BRIEF>
Repeat each record below exactly as given.

--

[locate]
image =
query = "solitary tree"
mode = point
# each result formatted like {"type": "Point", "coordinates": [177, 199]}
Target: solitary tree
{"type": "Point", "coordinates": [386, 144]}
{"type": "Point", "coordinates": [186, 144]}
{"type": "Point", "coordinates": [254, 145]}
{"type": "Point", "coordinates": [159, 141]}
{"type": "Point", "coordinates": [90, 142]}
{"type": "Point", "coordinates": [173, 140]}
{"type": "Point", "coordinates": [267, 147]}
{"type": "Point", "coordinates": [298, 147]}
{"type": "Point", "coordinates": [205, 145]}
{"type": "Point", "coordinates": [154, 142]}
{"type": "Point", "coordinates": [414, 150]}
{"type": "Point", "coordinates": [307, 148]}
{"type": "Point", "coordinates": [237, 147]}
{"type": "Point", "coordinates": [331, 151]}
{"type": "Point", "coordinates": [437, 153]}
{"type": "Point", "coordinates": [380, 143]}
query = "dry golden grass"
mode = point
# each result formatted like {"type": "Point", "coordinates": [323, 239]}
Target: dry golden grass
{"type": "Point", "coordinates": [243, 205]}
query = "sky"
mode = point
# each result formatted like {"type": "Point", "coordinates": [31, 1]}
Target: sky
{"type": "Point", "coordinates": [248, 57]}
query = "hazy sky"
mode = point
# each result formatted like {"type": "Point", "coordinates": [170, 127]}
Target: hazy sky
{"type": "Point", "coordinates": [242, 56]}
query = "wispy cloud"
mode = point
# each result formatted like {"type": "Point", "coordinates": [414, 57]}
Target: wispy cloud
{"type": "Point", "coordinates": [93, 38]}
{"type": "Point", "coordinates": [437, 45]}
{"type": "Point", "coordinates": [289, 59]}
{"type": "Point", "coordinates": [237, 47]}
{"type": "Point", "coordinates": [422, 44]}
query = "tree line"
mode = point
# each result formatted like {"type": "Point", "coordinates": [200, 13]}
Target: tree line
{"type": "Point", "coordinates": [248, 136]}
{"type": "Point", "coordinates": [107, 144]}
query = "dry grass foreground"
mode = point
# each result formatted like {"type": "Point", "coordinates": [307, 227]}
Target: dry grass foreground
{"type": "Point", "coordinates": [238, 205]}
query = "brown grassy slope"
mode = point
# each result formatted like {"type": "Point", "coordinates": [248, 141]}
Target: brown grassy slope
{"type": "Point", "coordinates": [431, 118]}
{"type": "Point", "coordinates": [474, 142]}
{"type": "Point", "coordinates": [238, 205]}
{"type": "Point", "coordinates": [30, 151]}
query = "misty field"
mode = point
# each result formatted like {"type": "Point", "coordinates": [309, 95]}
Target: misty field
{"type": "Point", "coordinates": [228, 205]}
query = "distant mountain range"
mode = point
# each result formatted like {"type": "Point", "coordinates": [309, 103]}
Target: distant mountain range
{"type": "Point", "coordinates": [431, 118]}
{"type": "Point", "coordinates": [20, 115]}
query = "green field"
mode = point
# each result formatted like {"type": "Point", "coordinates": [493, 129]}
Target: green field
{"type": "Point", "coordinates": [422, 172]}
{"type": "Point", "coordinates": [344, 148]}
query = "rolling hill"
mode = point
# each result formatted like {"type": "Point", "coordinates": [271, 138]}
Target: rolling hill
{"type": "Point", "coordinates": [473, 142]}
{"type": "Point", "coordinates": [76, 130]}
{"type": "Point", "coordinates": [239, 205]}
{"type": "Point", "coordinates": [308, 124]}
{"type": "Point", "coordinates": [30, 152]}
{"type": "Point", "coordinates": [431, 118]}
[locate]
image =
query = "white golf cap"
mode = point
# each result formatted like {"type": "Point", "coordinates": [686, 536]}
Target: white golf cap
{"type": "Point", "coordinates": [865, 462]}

--

TASK OUTPUT>
[locate]
image =
query = "solitary tree"
mode = point
# each result formatted like {"type": "Point", "coordinates": [177, 199]}
Target: solitary tree
{"type": "Point", "coordinates": [386, 144]}
{"type": "Point", "coordinates": [186, 144]}
{"type": "Point", "coordinates": [254, 145]}
{"type": "Point", "coordinates": [159, 141]}
{"type": "Point", "coordinates": [90, 142]}
{"type": "Point", "coordinates": [173, 140]}
{"type": "Point", "coordinates": [267, 147]}
{"type": "Point", "coordinates": [298, 147]}
{"type": "Point", "coordinates": [205, 145]}
{"type": "Point", "coordinates": [154, 142]}
{"type": "Point", "coordinates": [414, 150]}
{"type": "Point", "coordinates": [307, 148]}
{"type": "Point", "coordinates": [237, 147]}
{"type": "Point", "coordinates": [331, 151]}
{"type": "Point", "coordinates": [437, 153]}
{"type": "Point", "coordinates": [380, 143]}
query = "dry golden grass"
mode = point
# each result formatted like {"type": "Point", "coordinates": [323, 239]}
Target: dry golden grass
{"type": "Point", "coordinates": [243, 205]}
query = "sky"
mode = point
# each result formatted like {"type": "Point", "coordinates": [31, 1]}
Target: sky
{"type": "Point", "coordinates": [248, 57]}
query = "hazy sky"
mode = point
# each result formatted like {"type": "Point", "coordinates": [170, 127]}
Target: hazy sky
{"type": "Point", "coordinates": [242, 56]}
query = "wispy cloud"
mode = point
# each result formatted like {"type": "Point", "coordinates": [414, 57]}
Target: wispy cloud
{"type": "Point", "coordinates": [93, 38]}
{"type": "Point", "coordinates": [437, 45]}
{"type": "Point", "coordinates": [289, 59]}
{"type": "Point", "coordinates": [237, 47]}
{"type": "Point", "coordinates": [422, 44]}
query = "tree line"
mode = point
# each result formatted like {"type": "Point", "coordinates": [200, 13]}
Target: tree line
{"type": "Point", "coordinates": [248, 136]}
{"type": "Point", "coordinates": [107, 144]}
query = "dry grass foreground"
mode = point
# each result formatted like {"type": "Point", "coordinates": [307, 227]}
Target: dry grass foreground
{"type": "Point", "coordinates": [238, 205]}
query = "brown grassy slope"
mode = point
# each result formatted like {"type": "Point", "coordinates": [248, 141]}
Target: brown grassy slope
{"type": "Point", "coordinates": [431, 118]}
{"type": "Point", "coordinates": [474, 142]}
{"type": "Point", "coordinates": [238, 205]}
{"type": "Point", "coordinates": [30, 151]}
query = "misty field"
mode = point
# each result formatted like {"type": "Point", "coordinates": [309, 95]}
Target: misty field
{"type": "Point", "coordinates": [228, 205]}
query = "distant mountain range"
mode = point
# each result formatted like {"type": "Point", "coordinates": [309, 103]}
Target: distant mountain range
{"type": "Point", "coordinates": [431, 118]}
{"type": "Point", "coordinates": [20, 115]}
query = "green field"
mode = point
# each result formatted like {"type": "Point", "coordinates": [493, 129]}
Target: green field
{"type": "Point", "coordinates": [422, 172]}
{"type": "Point", "coordinates": [344, 148]}
query = "rolling hill"
mode = point
# each result formatted like {"type": "Point", "coordinates": [271, 138]}
Target: rolling hill
{"type": "Point", "coordinates": [473, 142]}
{"type": "Point", "coordinates": [76, 130]}
{"type": "Point", "coordinates": [239, 205]}
{"type": "Point", "coordinates": [308, 124]}
{"type": "Point", "coordinates": [30, 152]}
{"type": "Point", "coordinates": [431, 118]}
[locate]
image =
query = "white golf cap"
mode = point
# each result formatted like {"type": "Point", "coordinates": [686, 536]}
Target: white golf cap
{"type": "Point", "coordinates": [865, 462]}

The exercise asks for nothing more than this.